**Exercise requirements**
Give the records again, every one, exactly.

Region pointing data:

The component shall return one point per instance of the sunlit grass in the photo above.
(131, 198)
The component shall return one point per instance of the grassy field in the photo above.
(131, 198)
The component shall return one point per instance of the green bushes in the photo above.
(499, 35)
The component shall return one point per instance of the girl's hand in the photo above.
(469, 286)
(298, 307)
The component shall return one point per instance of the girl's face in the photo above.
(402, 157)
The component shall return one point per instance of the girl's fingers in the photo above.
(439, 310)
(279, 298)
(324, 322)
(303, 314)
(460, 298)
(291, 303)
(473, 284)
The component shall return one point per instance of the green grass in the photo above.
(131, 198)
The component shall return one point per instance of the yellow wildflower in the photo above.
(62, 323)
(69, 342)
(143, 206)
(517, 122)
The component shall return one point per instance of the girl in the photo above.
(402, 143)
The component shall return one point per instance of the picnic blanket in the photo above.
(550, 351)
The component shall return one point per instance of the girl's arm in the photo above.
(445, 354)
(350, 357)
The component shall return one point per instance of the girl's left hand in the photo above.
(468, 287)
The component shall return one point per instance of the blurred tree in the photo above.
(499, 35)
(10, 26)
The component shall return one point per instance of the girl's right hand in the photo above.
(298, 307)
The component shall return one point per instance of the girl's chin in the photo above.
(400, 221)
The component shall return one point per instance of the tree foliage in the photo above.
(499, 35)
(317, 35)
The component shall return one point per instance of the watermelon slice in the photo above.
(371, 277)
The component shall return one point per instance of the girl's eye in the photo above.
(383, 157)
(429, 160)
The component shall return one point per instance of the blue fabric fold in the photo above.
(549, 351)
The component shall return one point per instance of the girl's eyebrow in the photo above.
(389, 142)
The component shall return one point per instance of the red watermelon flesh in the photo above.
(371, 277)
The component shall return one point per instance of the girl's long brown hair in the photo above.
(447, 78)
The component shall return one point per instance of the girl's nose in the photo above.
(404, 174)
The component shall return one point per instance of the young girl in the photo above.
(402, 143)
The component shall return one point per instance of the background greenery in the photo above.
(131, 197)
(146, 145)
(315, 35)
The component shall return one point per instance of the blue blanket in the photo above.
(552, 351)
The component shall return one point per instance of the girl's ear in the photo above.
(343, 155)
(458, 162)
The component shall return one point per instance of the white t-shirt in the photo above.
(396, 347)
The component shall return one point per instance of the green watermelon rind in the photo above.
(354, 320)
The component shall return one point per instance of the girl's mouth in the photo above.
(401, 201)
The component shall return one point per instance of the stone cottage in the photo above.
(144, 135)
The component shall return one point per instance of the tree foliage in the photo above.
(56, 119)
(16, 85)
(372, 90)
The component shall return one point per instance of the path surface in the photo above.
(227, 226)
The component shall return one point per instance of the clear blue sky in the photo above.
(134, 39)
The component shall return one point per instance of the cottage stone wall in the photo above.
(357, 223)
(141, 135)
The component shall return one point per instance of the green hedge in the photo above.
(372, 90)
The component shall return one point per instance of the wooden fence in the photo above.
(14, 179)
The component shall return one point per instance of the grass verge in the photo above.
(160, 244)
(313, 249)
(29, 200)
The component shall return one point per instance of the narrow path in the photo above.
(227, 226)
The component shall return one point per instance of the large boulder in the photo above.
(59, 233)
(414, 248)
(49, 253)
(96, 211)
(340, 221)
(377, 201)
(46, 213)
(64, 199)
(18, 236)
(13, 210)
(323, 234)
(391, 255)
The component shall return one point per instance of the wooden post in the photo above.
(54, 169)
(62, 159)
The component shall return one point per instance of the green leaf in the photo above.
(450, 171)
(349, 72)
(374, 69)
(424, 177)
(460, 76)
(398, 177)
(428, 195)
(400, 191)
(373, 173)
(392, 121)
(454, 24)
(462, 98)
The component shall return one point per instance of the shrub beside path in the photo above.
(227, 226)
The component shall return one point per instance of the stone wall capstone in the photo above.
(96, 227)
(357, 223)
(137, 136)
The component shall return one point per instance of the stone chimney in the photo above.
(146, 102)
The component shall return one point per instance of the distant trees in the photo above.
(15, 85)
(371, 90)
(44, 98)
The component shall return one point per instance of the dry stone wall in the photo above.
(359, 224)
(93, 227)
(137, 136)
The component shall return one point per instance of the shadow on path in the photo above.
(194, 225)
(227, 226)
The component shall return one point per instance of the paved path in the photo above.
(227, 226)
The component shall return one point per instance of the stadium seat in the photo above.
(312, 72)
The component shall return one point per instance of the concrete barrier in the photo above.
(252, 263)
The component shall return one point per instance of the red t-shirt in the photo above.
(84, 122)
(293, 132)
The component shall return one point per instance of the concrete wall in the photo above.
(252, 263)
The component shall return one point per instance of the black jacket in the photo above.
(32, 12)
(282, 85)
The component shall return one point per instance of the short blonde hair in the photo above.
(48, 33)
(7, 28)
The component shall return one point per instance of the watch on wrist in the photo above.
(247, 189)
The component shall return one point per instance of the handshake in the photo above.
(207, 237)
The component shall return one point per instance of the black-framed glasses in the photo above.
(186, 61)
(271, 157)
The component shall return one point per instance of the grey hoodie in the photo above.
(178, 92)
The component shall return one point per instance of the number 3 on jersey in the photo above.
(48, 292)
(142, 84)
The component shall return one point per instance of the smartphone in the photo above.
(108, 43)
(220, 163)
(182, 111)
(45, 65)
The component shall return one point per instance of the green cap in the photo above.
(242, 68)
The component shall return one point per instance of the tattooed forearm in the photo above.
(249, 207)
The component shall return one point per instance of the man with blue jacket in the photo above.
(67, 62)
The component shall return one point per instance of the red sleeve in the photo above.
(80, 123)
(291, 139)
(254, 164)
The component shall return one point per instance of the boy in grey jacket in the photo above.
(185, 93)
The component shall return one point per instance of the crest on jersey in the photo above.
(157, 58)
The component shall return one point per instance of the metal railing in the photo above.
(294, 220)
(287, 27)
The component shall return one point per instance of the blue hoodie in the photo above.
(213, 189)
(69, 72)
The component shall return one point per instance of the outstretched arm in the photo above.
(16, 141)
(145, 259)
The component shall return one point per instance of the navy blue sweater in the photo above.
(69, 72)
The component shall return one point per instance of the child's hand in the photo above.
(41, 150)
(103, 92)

**Task output**
The component shall return one point per instance of the sunlit grass in the photo above.
(131, 198)
The component shall return one point per instance of the grassy field in the photo above.
(131, 198)
The component shall return one point per instance of the green bushes in the photo above.
(499, 35)
The component shall return one point per instance of the girl's hand in the photo above.
(469, 286)
(298, 307)
The component shall return one point per instance of the girl's face in the photo above.
(402, 157)
The component shall return one point per instance of the girl's fingers in the photo above.
(439, 310)
(279, 298)
(324, 322)
(303, 314)
(460, 298)
(291, 303)
(473, 284)
The component shall return one point per instance of the green grass in the photo above.
(131, 198)
The component shall return one point per instance of the yellow wildflower in the photo above.
(62, 323)
(69, 342)
(143, 206)
(517, 122)
The component shall return one point per instance of the girl in the photo above.
(402, 143)
The component shall return one point per instance of the picnic blanket in the photo above.
(550, 351)
The component shall return one point per instance of the girl's arm in the photo above.
(445, 354)
(350, 357)
The component shall return one point per instance of the girl's left hand in the photo above.
(468, 287)
The component shall return one point per instance of the blurred tree in the photo above.
(499, 35)
(10, 26)
The component shall return one point per instance of the girl's right hand in the photo above.
(298, 307)
The component shall return one point per instance of the girl's chin in the photo above.
(400, 221)
The component shall return one point per instance of the tree foliage in the photo above.
(499, 35)
(317, 35)
The component shall return one point per instance of the watermelon slice in the photo above.
(371, 277)
The component shall return one point per instance of the girl's eye in the photo above.
(383, 157)
(429, 160)
The component shall return one point per instance of the blue fabric fold in the photo above.
(549, 351)
The component shall return one point per instance of the girl's eyebrow in the photo above.
(389, 142)
The component shall return one point per instance of the red watermelon flesh in the photo above.
(371, 277)
The component shall return one point per instance of the girl's long brown hair in the photo above.
(447, 78)
The component shall return one point per instance of the girl's nose in the photo above.
(404, 174)
The component shall return one point per instance of the young girl in the photo above.
(402, 143)
The component shall return one point per instance of the background greenery in the photo above.
(131, 197)
(146, 145)
(315, 35)
The component shall return one point per instance of the blue blanket in the photo above.
(552, 351)
The component shall return one point per instance of the girl's ear in the photo above.
(343, 155)
(458, 162)
The component shall return one point per instance of the white t-shirt in the photo above.
(396, 347)
The component shall return one point per instance of the green watermelon rind in the photo above.
(354, 320)
The component shall return one point per instance of the girl's mouth in the photo above.
(401, 201)
The component shall return one point per instance of the stone cottage in the photo above.
(144, 135)
The component shall return one point per instance of the tree foliage in the photo above.
(56, 119)
(16, 85)
(372, 90)
The component shall return one point per instance of the path surface in the photo above.
(227, 226)
The component shall return one point per instance of the clear blue sky in the photo above.
(134, 39)
The component shall return one point per instance of the cottage stone wall in the photo above.
(357, 223)
(141, 135)
The component shall return one point per instance of the green hedge in the photo above.
(372, 90)
The component shall return one point per instance of the wooden fence in the photo above.
(14, 179)
The component shall return one point per instance of the grass verge in the photo above.
(160, 244)
(313, 249)
(29, 200)
The component shall return one point per instance of the narrow path in the photo above.
(227, 226)
The component shall return one point per instance of the large boulder in the photo above.
(59, 233)
(414, 248)
(49, 253)
(96, 211)
(340, 221)
(377, 201)
(46, 213)
(64, 199)
(18, 236)
(13, 210)
(323, 234)
(391, 255)
The component shall return one point per instance of the wooden post in the photo above.
(54, 169)
(62, 159)
The component shall return one point per instance of the green leaf in the photo above.
(450, 171)
(349, 72)
(374, 69)
(424, 177)
(460, 76)
(398, 177)
(428, 195)
(400, 191)
(373, 173)
(392, 121)
(454, 24)
(462, 98)
The component shall return one point per instance of the shrub beside path in the photo above.
(227, 226)
The component shall return one point per instance of the stone wall capstone in the photo above.
(96, 227)
(357, 223)
(137, 136)
The component shall return one point per instance of the stone chimney in the photo above.
(146, 102)
The component shall return one point per instance of the distant trees in the photo above.
(15, 85)
(371, 90)
(44, 98)
The component shall return one point per instance of the dry stone wall in the photo above.
(359, 224)
(93, 227)
(137, 136)
The component shall return one point per instance of the shadow on path in the photo above.
(194, 225)
(227, 226)
The component shall return one point per instance of the paved path in the photo above.
(227, 226)
The component shall return one point per instance of the stadium seat in the photo above.
(312, 72)
The component shall return one point per instance of the concrete barrier in the photo above.
(252, 263)
The component shall return one point per instance of the red t-shirt in the photo above.
(84, 122)
(293, 132)
The component shall return one point per instance of the concrete wall in the photo above.
(252, 263)
The component shall return one point per instance of the black jacket in the photo above.
(32, 12)
(282, 85)
The component shall return one point per instance of the short blonde hair in the photo above.
(48, 33)
(7, 28)
The component shall return one point per instance of the watch on wrist in the photo above.
(247, 189)
The component shall return one point per instance of the handshake in the photo above.
(207, 237)
The component shall return one point per instance of the black-framed glasses in the photo above.
(186, 61)
(271, 157)
The component shall return one point per instance of the grey hoodie in the photo above.
(178, 92)
The component shall return one point per instance of the number 3 on jersey in the photo above.
(48, 292)
(142, 84)
The component shall return one point per instance of the smartphone in the photo above.
(108, 43)
(220, 163)
(182, 111)
(45, 65)
The component shall return one point per instance of the green cap in the photo above.
(242, 68)
The component shall return one point per instance of the tattooed forearm in the photo above.
(249, 207)
The component shall return one point per instance of the man with blue jacket in the photo above.
(67, 62)
The component shall return one point per instance of the red sleeve in the photo above.
(80, 123)
(291, 139)
(254, 164)
The component shall return one point per instance of the boy in grey jacket in the photo above.
(185, 93)
The component shall return one point per instance of the crest on jersey in the photo above.
(157, 58)
The component shall return one point per instance of the metal railing in the photo above.
(294, 220)
(287, 27)
The component shall return one point per instance of the blue hoodie in the photo above.
(213, 189)
(69, 72)
The component shall return one point per instance of the outstretched arm in the photo above.
(16, 141)
(145, 259)
The component shall return one point per instance of the navy blue sweater in the photo above.
(69, 72)
The component shall return one point per instance of the child's hand in the photo above.
(41, 150)
(103, 92)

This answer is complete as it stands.